[A block of data]
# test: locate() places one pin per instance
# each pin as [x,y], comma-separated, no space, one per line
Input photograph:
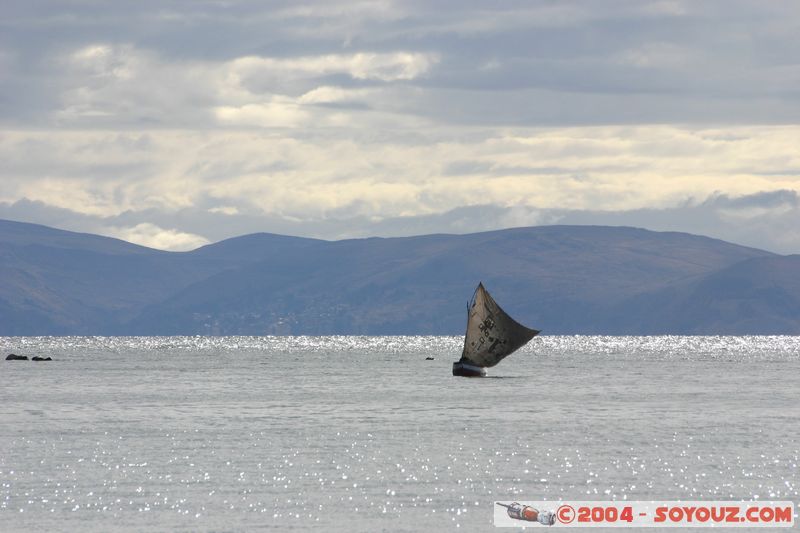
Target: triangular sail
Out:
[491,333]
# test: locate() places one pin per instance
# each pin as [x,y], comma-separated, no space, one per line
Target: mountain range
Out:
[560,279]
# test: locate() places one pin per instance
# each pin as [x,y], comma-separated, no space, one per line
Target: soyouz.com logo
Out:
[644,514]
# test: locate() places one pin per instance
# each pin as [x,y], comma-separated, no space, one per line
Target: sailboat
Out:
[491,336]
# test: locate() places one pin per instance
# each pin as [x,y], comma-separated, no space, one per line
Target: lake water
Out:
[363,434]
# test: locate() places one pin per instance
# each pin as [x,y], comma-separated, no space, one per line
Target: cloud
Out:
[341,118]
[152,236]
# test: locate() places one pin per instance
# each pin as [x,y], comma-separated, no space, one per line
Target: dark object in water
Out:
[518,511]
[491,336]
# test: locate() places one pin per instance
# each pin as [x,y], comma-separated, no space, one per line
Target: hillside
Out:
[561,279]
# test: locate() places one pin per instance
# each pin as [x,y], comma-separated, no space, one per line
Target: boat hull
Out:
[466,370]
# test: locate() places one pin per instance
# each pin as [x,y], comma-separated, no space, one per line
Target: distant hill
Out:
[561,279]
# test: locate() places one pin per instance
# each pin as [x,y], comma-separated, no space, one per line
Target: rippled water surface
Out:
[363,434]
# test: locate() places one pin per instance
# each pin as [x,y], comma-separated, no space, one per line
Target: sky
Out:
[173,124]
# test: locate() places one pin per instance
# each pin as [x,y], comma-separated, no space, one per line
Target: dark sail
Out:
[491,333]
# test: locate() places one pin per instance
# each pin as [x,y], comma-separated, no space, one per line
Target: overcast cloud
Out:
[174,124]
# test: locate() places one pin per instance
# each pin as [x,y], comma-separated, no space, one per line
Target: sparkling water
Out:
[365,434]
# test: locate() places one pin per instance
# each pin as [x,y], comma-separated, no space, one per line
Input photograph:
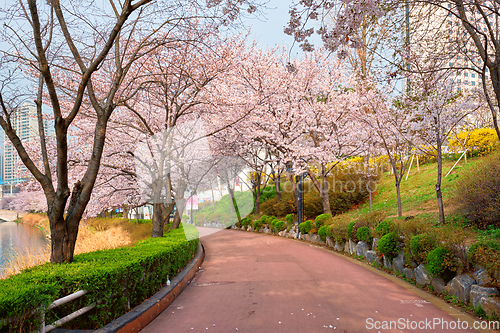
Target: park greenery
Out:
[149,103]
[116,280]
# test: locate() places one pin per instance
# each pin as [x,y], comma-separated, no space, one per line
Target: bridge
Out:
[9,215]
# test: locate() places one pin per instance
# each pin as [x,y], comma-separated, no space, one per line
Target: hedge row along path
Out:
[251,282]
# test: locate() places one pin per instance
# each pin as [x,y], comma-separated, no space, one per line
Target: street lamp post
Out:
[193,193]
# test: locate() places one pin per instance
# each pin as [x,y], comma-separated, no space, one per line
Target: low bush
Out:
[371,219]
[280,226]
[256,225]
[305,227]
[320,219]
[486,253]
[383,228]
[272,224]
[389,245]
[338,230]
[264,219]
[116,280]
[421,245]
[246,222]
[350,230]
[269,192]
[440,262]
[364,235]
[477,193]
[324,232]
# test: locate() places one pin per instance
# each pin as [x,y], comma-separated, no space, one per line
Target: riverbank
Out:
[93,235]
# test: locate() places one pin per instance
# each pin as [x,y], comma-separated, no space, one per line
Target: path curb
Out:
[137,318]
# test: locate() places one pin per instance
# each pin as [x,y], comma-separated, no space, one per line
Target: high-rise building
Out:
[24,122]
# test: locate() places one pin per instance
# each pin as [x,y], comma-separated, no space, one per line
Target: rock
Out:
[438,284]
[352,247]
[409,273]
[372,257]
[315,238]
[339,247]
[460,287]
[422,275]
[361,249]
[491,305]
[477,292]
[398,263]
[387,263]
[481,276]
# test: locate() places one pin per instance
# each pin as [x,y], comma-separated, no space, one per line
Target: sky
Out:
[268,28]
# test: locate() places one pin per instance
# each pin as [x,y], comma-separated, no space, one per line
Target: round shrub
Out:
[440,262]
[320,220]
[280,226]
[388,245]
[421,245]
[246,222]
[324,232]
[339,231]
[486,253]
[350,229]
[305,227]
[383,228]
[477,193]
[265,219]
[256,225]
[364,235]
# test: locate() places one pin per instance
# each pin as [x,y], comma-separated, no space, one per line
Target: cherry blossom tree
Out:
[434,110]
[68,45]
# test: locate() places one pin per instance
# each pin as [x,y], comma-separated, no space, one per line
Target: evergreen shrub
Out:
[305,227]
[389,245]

*What is asked*: Repeat the listing in full and exactly. Do not include any images.

*Answer for the task*:
# test: locate() places one pin per instance
# each pin as [x,y], comma-separated, no space, one per line
Input photograph:
Target: triangular sail
Out:
[491,333]
# test: locate() places one pin per instance
# each pin as [x,y], comma-separated, no space, one per line
Target: mountain range
Out:
[560,279]
# test: locate() places one pin per instance
# each pin as [x,y], comma-separated, no space, one per line
Target: soyouz.com logo
Out:
[644,514]
# test: locate() places one pin per instance
# each pin as [x,y], comma-separated, no space, one per line
Target: sailboat
Out:
[491,336]
# test: locate() places one pin per instance
# each pin as [x,y], comma-separated, no space, one per line
Target: lake water
Out:
[363,434]
# test: locate() places one pin per instance
# each pin as [x,y], comma-separated, no space, one per line
Target: cloud
Out:
[341,118]
[152,236]
# test: locate() places one pin per instance
# each pin as [x,y], comma-separated, no space, one per line
Target: dark object in water
Out:
[518,511]
[491,336]
# test: locate() places one pin per instance
# each pin as [x,y], comma-separated, no space, one per line
Target: hillside
Out:
[561,279]
# test: locate() places one pin per instance
# each pin as [x,y], comma-separated, no space, one per line
Target: boat hull
Out:
[466,370]
# test: locate() places one pin per instance
# each pin as [x,y], comma-separated, no space, one per line
Target: distant hill
Out:
[561,279]
# test: locate() places one pin per instance
# each pin as [x,y], comma-separated, no space, one per line
Target: rippled water surface
Out:
[363,434]
# test: locate() places one pin per instance
# each pin as [x,y], comma-separated, no space, one per line
Target: sky
Out:
[173,124]
# test: locate() places one pin per instance
# each pin as [x,y], comma-separated, no space, one per line
Target: dark sail
Out:
[491,333]
# test: locate() places one pin per instance
# each pin as [x,y], comma-separated, no space, one per line
Target: overcast cloud
Out:
[174,124]
# test: locate() places one pin per instance
# each pin as [x,y], comma-separated, no space, one per line
Target: sparkling water
Out:
[365,434]
# test: locate() places one pin per instance
# each pin as [x,y], comma-separated, no space, one per line
Input photograph:
Target: park greenery
Out:
[149,103]
[116,280]
# test: locate() places one pin per instance
# each pin as [x,y], comma-separated, no space, one per line
Target: bridge
Out:
[9,215]
# test: locate() places one pin per instance
# each pin as [x,y], comma-separated, no space, one per line
Target: hedge row along path
Out:
[251,282]
# test: locate() places one pin per instance
# each pin as [x,y], comma-separated, no space, one per line
Target: street lamp post
Out:
[193,193]
# test: locate() places one pin per instance
# each pin as [x,y], comma-separated, no space, one per line
Target: low bush
Out:
[371,219]
[280,226]
[256,225]
[305,227]
[320,219]
[486,253]
[383,228]
[272,224]
[389,245]
[338,230]
[264,219]
[116,280]
[421,245]
[246,222]
[350,230]
[269,192]
[440,262]
[364,235]
[477,193]
[324,232]
# test: locate() places one pin per instance
# each pin as [x,y], comma-separated, no space, one per line
Target: riverbank
Out:
[93,235]
# test: locate() places one pin per instance
# each pin as [x,y], comma-separated, no space, one per line
Target: path curb
Out:
[137,318]
# test: locate() places one pin per instance
# each pin as [x,y], comma-separated, no space, one per line
Target: high-rise building
Out:
[24,122]
# test: locate() places one pin per instance
# each pin as [x,y], comma-separated, no space, one per line
Target: rock
Out:
[438,284]
[352,247]
[409,273]
[372,257]
[315,238]
[339,247]
[460,287]
[422,275]
[361,249]
[491,305]
[477,292]
[398,263]
[387,263]
[481,276]
# test: locate() places one pin per instance
# each pin as [x,y], comma-separated, no space, one per line
Target: sky
Out:
[268,28]
# test: locate() places one pin per instance
# each pin as [x,y], comma-separated, no space, one per line
Target: round shrub
Out:
[440,262]
[320,220]
[280,226]
[388,245]
[421,245]
[246,222]
[324,232]
[339,231]
[486,253]
[350,229]
[305,227]
[383,228]
[477,193]
[265,219]
[256,225]
[364,235]
# test: locate() places one pin per instance
# each pin as [x,y], comma-separated, no space, one per line
Target: cherry blossom tree
Out:
[434,110]
[68,45]
# test: locate() places one pin per instance
# each pin as [x,y], comma-separated, no space, one per line
Target: evergreen shrub
Out:
[305,227]
[389,245]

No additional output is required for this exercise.